▶ _AUSZUG_:
------------------------------

(veröffentlicht im Zuchtkatalog des AZVD 2002 / 2003)

 

Geschichte: Alpakafaser zählt zu den wertvollsten Naturfasern, die es auf der Welt gibt. Alpakas sind von den Vorfahren der Incas vor mehreren 1000 Jahren aus dem Vicunca heraus domestiziert worden, dem feinsten Fasertier der Welt.

Vorrangiges Zuchtziel bei den Incas war es, die Qualität und die Quantität der Alpakafaser zu verbessern. Die Incas haben gewaltige Zuchtfortschritte erzielt, wenn man sich vor Augen hält, dass das einfarbige Vicuna, das wildlebend noch heute alle zwei Jahre eingefangen und geschoren wird, nur ca. 200 – 300 g Vliesgewicht pro Schur bringt, während Alpakas bis zu 6 kg Vlies pro Jahr produzieren können. Weitere gewaltige Zuchterfolge sind es, von einem einfarbigen Tier eine derartige Fülle von Farben zu züchten sowie den Deckhaaranteil beim Alpaka bei Spitzentieren auf unter 1 % aller Fasern zu bringen.

------------------------------

▶ _ZU PRÜFENDE DATEN_:

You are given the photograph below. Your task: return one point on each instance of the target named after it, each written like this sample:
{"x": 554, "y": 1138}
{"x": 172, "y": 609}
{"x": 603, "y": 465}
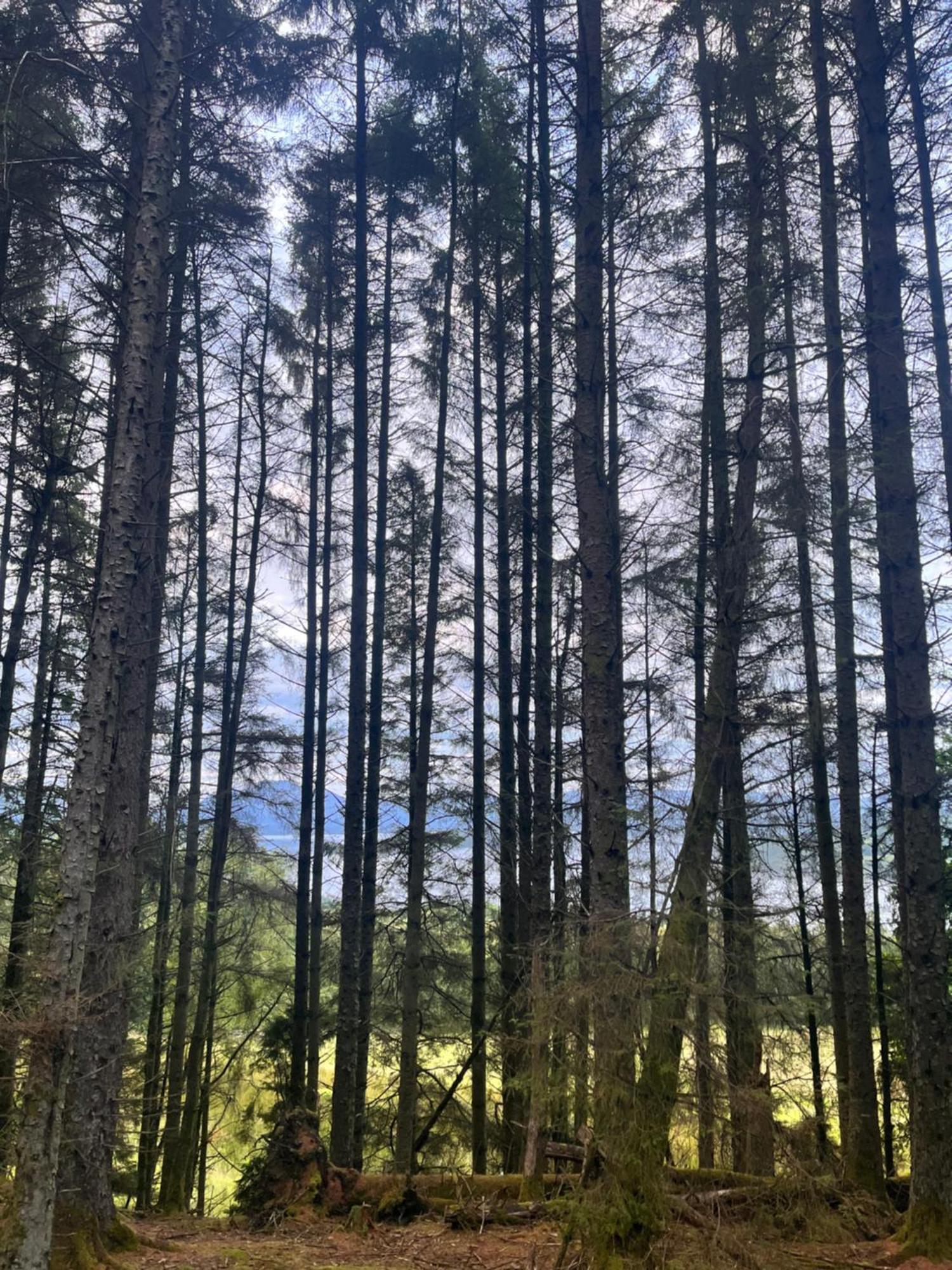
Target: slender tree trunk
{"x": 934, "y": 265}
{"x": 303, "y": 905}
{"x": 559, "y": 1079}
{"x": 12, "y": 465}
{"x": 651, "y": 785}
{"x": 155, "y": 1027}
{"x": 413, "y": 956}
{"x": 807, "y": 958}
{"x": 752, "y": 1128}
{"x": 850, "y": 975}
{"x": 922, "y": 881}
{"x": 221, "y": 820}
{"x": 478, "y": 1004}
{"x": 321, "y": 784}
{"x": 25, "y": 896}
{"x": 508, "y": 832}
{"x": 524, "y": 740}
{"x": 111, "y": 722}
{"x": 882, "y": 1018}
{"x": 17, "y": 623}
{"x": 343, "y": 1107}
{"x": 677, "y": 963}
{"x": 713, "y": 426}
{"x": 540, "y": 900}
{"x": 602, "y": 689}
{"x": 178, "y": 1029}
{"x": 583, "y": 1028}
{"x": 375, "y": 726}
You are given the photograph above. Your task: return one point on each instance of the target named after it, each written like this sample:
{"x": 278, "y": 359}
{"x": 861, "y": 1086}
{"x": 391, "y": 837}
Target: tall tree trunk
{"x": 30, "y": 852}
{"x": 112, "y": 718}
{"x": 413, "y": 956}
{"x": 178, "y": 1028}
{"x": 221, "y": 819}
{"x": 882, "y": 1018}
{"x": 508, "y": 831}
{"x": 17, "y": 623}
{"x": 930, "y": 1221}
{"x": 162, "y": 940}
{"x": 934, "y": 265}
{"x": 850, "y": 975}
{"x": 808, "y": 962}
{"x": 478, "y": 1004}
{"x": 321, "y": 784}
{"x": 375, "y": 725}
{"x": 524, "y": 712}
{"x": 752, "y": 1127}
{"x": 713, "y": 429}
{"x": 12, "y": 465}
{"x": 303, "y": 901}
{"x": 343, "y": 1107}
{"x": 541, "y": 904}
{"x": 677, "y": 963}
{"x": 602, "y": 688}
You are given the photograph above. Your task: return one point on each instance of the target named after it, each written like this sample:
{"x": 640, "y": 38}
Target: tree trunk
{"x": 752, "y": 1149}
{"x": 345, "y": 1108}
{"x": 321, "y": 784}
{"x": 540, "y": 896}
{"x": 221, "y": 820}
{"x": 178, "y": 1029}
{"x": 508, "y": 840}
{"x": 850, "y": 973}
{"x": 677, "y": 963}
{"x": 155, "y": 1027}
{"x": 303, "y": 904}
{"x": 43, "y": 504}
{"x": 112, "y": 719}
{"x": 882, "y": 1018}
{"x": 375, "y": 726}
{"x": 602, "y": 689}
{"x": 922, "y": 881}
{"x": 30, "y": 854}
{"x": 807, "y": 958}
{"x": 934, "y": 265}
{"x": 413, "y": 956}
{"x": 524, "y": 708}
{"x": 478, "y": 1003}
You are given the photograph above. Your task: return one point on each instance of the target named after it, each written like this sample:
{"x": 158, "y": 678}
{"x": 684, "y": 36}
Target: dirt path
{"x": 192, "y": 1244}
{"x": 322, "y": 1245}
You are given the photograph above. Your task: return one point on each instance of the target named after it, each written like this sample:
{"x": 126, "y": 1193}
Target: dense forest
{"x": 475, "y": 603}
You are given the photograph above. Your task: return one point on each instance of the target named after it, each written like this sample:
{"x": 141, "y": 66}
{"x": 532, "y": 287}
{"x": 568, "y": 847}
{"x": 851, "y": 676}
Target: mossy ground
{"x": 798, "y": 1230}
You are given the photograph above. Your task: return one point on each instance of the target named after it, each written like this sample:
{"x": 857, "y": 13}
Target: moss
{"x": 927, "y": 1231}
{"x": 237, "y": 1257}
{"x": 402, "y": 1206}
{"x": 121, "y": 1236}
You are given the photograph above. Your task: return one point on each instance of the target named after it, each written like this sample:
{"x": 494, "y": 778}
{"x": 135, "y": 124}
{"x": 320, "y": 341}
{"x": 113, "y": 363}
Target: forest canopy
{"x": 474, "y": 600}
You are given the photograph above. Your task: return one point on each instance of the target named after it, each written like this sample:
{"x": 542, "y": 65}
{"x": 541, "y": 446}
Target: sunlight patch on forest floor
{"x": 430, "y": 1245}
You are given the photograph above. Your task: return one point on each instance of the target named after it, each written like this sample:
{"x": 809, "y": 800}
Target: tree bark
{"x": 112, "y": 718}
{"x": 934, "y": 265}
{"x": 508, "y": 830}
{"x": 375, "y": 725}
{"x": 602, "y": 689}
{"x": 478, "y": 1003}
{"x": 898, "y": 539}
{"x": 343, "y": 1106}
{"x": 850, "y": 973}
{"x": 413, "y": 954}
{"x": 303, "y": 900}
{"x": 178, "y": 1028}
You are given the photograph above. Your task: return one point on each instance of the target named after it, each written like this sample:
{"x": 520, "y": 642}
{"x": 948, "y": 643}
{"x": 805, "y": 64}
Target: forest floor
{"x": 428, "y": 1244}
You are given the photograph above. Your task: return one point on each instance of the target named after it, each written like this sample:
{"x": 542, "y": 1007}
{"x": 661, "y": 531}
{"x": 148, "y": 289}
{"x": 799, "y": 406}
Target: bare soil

------------------------------

▶ _AUFGABENSTELLUNG_: Wie lautet der Abschnitt des Auszugs über Alpakafaser, der mit „Vorrangiges Zuchtziel bei“ beginnt und bis einschließlich „Fasern zu bringen.“ reicht, wenn du darin „gewaltige“ überall zu „enorme“ änderst?

▶ _AUSGEARBEITETE LÖSUNG_:
Vorrangiges Zuchtziel bei den Incas war es, die Qualität und die Quantität der Alpakafaser zu verbessern. Die Incas haben enorme Zuchtfortschritte erzielt, wenn man sich vor Augen hält, dass das einfarbige Vicuna, das wildlebend noch heute alle zwei Jahre eingefangen und geschoren wird, nur ca. 200 – 300 g Vliesgewicht pro Schur bringt, während Alpakas bis zu 6 kg Vlies pro Jahr produzieren können. Weitere enorme Zuchterfolge sind es, von einem einfarbigen Tier eine derartige Fülle von Farben zu züchten sowie den Deckhaaranteil beim Alpaka bei Spitzentieren auf unter 1 % aller Fasern zu bringen.